**Written problem:** Count the lines in the rows below that contain the string "query", and give only that number.

....................

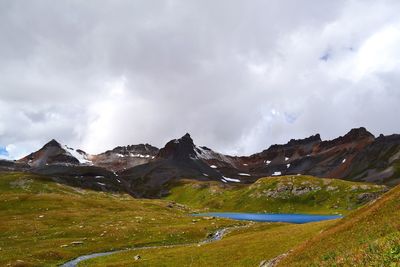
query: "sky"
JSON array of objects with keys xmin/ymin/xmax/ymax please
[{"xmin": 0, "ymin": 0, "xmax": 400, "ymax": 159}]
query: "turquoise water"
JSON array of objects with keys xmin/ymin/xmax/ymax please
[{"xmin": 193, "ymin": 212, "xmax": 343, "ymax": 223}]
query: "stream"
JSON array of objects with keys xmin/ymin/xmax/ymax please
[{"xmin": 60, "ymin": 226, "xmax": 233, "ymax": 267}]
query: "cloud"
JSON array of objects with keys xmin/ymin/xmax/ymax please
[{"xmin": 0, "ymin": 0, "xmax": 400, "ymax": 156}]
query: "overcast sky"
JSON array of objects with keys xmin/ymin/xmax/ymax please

....................

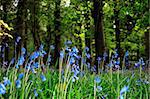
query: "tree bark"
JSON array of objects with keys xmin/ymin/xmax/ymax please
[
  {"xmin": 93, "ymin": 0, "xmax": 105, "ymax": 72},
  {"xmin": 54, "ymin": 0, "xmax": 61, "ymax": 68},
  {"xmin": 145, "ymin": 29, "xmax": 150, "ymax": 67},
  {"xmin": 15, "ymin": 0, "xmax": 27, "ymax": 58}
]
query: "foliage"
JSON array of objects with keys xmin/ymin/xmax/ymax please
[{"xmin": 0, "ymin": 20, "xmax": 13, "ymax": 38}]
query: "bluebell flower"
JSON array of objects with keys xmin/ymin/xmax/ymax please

....................

**Result of the exercise:** 8